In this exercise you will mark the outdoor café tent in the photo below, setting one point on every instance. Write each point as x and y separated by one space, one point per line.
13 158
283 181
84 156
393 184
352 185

★ ★ ★ ★ ★ ★ ★

● **Instructions to follow**
Word for word, write out each of the records shown above.

● **Solution for this exercise**
In this exercise you will mark the outdoor café tent in the photo below, setting one point on every instance. Write each point as x and y separated by one space, one point per line.
13 158
283 181
84 156
393 184
352 185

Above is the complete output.